Whilst it is possible to use R through menu systems and drop down tools, the focus of this course is for you to write your own R scripts. These are text files that will tell the computer how to go through the process of loading, cleaning, analysing and presenting data. The sequential and modular nature of these files makes it very easy to develop and test each stage separately, reuse code in the future, and share with others.

This booklet is written with the following sections to support you:

# Code examples and questions appear like this
a <- 1 + 3
[1] Code output appears like this

Courier font indicates keyboard presses, column names, column values and function names.

<folder> Courier font within brackets describe values that can be passed to functions and that you need to define yourself. I.e. copying and pasting these code chunks verbatim won’t work!

Note

specifies things to note

Warning

gives warning messages

Important

highlights issues that might break your code

Tip

gives suggestions on how to do things in a better way

Activities and coding tasks look like this

what <- "does this"
code == "do"

1 Getting set up

1.1 Installation (on your own machine)

  1. Install R (default settings should be fine)

    1. Windows users visit: here
    2. Mac users visit: here and make sure you get the correct version of R for M1/2 Macs (~November 2020 onwards), or Intel Macs (~up to November 2020)
  2. Install RStudio, visit here and it should present you with the version suitable for your operating system.

(If the above doesn’t work follow the instructions here)

1.2 Setting up RStudio and the tidyverse

  1. Open RStudio

  2. On the bottom right-hand side, select Packages, then select Install, then type “tidyverse” into the Packages field of the new window:

  3. Click Install and you should see things happening in the console (bottom left). Wait for the console activity to finish (it’ll be downloading and checking packages). If it asks any questions, type N for no and press enter.

  4. Add a new R Script using the button

  5. In the new R script, write the following:

  6. Select all the lines and press Control or Command ⌘ and Enter on your keyboard at the same time. Alternatively, press the button

  7. Check that you have the following in the console window (depending on your screen size you might have fewer columns):

  8. Install the arrow package, repeat step 2, above.

[Information shown]:
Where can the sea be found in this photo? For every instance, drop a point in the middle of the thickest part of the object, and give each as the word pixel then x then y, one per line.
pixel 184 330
--
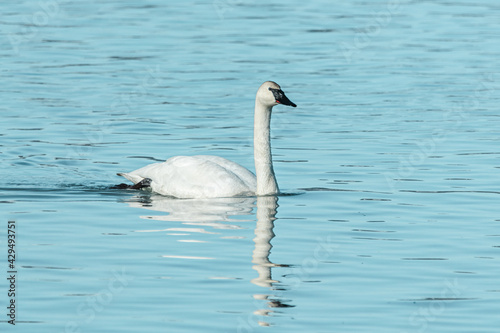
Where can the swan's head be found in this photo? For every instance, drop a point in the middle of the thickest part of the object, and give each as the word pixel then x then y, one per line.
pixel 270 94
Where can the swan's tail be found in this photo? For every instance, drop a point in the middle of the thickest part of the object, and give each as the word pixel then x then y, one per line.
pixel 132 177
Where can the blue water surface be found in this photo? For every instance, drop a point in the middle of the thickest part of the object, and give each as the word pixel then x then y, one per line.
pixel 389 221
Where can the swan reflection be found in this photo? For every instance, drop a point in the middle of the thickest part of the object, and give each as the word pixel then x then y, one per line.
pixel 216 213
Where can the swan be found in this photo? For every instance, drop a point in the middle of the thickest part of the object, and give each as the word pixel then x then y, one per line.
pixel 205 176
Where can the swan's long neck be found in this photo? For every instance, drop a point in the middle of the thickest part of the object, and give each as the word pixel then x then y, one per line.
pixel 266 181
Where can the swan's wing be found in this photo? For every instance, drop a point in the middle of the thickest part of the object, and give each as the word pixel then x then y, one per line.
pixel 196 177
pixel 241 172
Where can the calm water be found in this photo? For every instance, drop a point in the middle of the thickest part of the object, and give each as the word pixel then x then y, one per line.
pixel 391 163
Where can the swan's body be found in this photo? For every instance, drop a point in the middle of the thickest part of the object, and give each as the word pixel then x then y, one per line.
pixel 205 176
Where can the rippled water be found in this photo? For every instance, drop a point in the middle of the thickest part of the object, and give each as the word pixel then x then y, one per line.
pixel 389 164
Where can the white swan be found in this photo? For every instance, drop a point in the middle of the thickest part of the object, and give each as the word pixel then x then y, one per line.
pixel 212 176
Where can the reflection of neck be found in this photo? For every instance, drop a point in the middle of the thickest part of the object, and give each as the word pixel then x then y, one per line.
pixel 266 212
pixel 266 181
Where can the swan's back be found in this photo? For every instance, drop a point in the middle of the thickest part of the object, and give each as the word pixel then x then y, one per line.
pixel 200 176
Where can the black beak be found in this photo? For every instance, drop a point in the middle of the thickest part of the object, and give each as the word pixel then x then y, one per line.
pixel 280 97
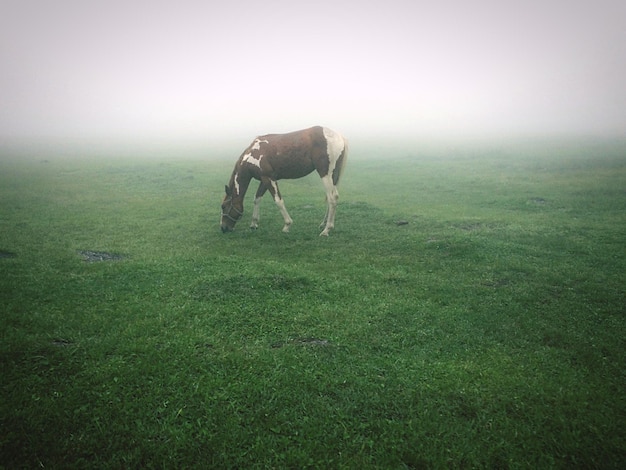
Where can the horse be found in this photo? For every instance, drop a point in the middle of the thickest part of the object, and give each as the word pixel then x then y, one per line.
* * *
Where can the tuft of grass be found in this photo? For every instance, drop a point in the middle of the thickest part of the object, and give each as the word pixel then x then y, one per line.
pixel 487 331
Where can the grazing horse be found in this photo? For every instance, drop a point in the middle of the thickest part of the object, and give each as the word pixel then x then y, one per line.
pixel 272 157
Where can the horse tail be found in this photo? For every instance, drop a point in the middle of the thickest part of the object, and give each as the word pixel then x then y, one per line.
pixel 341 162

[Objective 1]:
Sum up the R course excerpt in two sentences.
[Objective 2]:
In the R course excerpt, what should you do if the console asks any questions while the tidyverse is installing?
[Objective 3]:
From the R course excerpt, set down word for word the stretch from "1.1 Installation (on" through "the instructions here)".

[Full output 1]:
The course centers on writing your own R scripts, which are text files that tell the computer how to load, clean, analyze and present data, and whose sequential, modular nature makes each stage easy to develop, test, reuse and share. The excerpt also explains how the booklet marks code, notes, warnings and tips, and it gives steps for installing R and RStudio and then adding the tidyverse and arrow packages.

[Full output 2]:
Type N for no and press enter.

[Full output 3]:
1.1 Installation (on your own machine)

  1. Install R (default settings should be fine)

    1. Windows users visit: here
    2. Mac users visit: here and make sure you get the correct version of R for M1/2 Macs (~November 2020 onwards), or Intel Macs (~up to November 2020)
  2. Install RStudio, visit here and it should present you with the version suitable for your operating system.

(If the above doesn’t work follow the instructions here)